(PASSAGE FOR REVIEW begins)

Protocols should have at least a clear suggestion about how to locate both "gut" and "intellectual" data within ourselves and convert that into a numerical value which can be contributed to a group decision. A lack of clarification at this critical junction may act as an invisible source of drag upon an otherwise very functional group organism.

It might even be possible to define an "integral-level organizational set up" for business or politics by simply compiling a list of areas in which intelligence and capacity are distorted. We might recall that most of Wilber's philosophy has emerged in levels correlated to his discovery of "fallacies" or "basic errors". Integral proposals about business and society could be all over the map unless there is a reasonable set of constraints that make sure they fall in the most lucrative zone.

So other than the potential influence of outside "helpers" and "donors" what other sources of distortion or inhibition do you see going mostly unaddressed in otherwise progressive groups?


My next question of holacracy is who came up with it? It seems to be the pet project of Brian Robertson, his own brainchild. I'm wondering if that is so of if it was a community or P2P project? I mean, the structure of holacracy itself calls for distributed decision-making but was the creation of holacracy itself derived from this process or mostly dictated by Robertson? I've yet to find an answer at the site so I posed this question to them via contact info. I'll provide the response if/when received. I think the answer is pivotal in determining if this thing called holacracy arose from its own medicine.


I look forward that answer if it is forthcoming. The notion of self-arising systems is something which haunts the periphery of these discussions. My fantasy is that we can devise a group protocol which so reliably and simply exceeds the cognitive capacity of the individual participants that it would be foolish to predetermine the purpose and nature of the group. Collectively we could a better job of determining what kind of a collective we should be. "Smartgroups" of this kind could then spread through the world in a very radical social uprising. How possible that is remains uncertain...

As I understand holacracy, the different companies making use of it are assumed to engage in their own mutational modifications of the "constitution". So even if Brian wrote the whole thing out in his bathtub it still retains an open source quality. The answer to whether its current forms are or are not the result of distributed decision-making is almost certainly: sort of.

One of the reasons the holacracy approach is so amenable to business organization is that it seems to depend upon the functional axis of a specified purpose. The aim is somewhat pregiven -- our job is to sell widgets or maximize share-holder profit, etc. His use of the metaphor of the sensors on an airplane derives from a mechanism that is assumed to be designed for a well-known purpose.

My question would be whether or not this "aim" is a necessarily functional element in generating enhanced organizational capacity? Or whether it is simply an artifact of the need to make these systems serve a relatively conventional marketplace task?


Your suggestion of a smart group that arises creatively from a continually evolving set of parameters seems to be the intent and practice of holacracy. As to the organizational purpose of Holacracy One, it seems to have multiple bottom lines including but not limited to profit. For example, see this post in the comments where I noted that the top to bottom pay ratio is 3 to 1, and quoted some of those multiple purposes:

"With Holacracy at play, the game is entirely different: with the decentralization of authoritythe separation of people and role, and the dynamic evolution of those roles, we end up with a situation that looks more like free agents going about their work with no central planning. There might not even be a single person who knows about everything you do."

(PASSAGE FOR REVIEW ends)

_EXERCISE SET_:
a – Decide whether each statement below agrees with the holacracy discussion, answering yes or no and quoting the words of the text that decide it: (i) Holacracy is described as the pet project of Brian Robertson. (ii) The top to bottom pay ratio mentioned is 5 to 1. (iii) The writer has already received a reply from the site about who created holacracy.
b – Translate this sentence from the holacracy discussion into Spanish: "So even if Brian wrote the whole thing out in his bathtub it still retains an open source quality."
c – Write what comes next in the holacracy discussion, starting after its final sentence.

(GIVEN ENTRIES begins)

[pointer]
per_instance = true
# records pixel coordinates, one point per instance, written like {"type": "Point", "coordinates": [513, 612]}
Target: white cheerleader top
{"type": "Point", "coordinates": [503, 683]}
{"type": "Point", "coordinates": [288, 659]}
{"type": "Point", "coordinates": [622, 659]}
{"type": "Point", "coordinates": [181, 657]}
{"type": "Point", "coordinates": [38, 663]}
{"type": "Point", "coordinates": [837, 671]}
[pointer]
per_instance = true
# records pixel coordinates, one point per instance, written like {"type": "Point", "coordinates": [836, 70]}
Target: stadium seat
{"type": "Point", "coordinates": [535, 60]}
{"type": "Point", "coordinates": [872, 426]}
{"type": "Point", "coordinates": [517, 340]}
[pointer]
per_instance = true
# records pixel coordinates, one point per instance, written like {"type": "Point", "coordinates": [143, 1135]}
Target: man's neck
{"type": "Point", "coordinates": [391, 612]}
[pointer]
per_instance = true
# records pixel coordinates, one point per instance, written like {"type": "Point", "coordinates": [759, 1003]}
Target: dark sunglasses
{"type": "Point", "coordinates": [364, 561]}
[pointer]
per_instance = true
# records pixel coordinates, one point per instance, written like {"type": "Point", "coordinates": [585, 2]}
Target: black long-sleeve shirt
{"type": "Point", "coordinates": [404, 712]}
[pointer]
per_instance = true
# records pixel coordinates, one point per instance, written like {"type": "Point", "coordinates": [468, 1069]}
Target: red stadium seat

(GIVEN ENTRIES ends)

_WRITTEN ANSWERS_:
a –
(i) Yes: "It seems to be the pet project of Brian Robertson, his own brainchild."
(ii) No: "the top to bottom pay ratio is 3 to 1"
(iii) No: "I'll provide the response if/when received."

b – Así que, aunque Brian hubiera escrito todo en su bañera, sigue conservando un carácter de código abierto.

c –
This sounds much more like the sort of emerging P2P organizational structure discussed throughout this thread. And also of significance in the post following this article where The Integral Center of Boulder has "voluntarily relinquished their rights to control their company as owners. Instead, they have ceded authority to a purpose-centered governance process called Holacracy, a model that distributes authority across the organization and gives primary power to the organization itself."

These are indeed advances over the kind of conscious capitalism promoted and AQALly packaged for sale at I-I.


(comment pending)

This is an interesting moment. Apparently is experimenting with a version of holacracy as well. It clearly represents a theoretical advance over the typical kind of conscious capitalism which combines advanced sentiments with a potentially dangerous and uninspected ideological allegiance to more primitive routines of social organization and wealth production. Yet we cannot know the results of the experiment in advance.

I have tremendous optimism about emergent p2p organizational structures. Experimentation is utterly necessary and should be strongly encouraged. I am also very hopeful that advances can be made in terms of quantification. This is very central in my thinking lately.

It seems that experimental protocols for advances social organization systems suffer from the lack of a quantifiable evaluation of their respective degrees of "collective intelligence". Most people are drawn to such possibilities by ethical and aesthetic criteria which do no necessarily persuade the world. So I would love to see experimentation supplemented by the attempt to devise a metric for estimating the intelligence of a social organization protocol.

Along similar lines, my "tetrabucks" type notions represent the possibility/necessity to structure our currency at a level that correlates to advanced P2P organizational structures and post-pluralistic consciousness.

The potential of an evil holacracy has hardly been broached. If it works -- it works. Other than simply the tendency of less complex people not to use more complex systems, and the tendency of more complex systems to complexify their participants, there needs to be some inter-organizational structures which incline all organizations int he direction of broad human well-being. It is my assertion that as long as primary areas of value remain outside monetization the actions of groups trying to utilize official social credits will constantly become unstable.

So I am imagining a line leading from pathological capitalism to standard capitalism to conscious capitalism to trans-capitalist network organizations to such organizations bound together by a integrated set of metrics for determining the intelligence of groups and splicing together (at least) four broad domains of human value.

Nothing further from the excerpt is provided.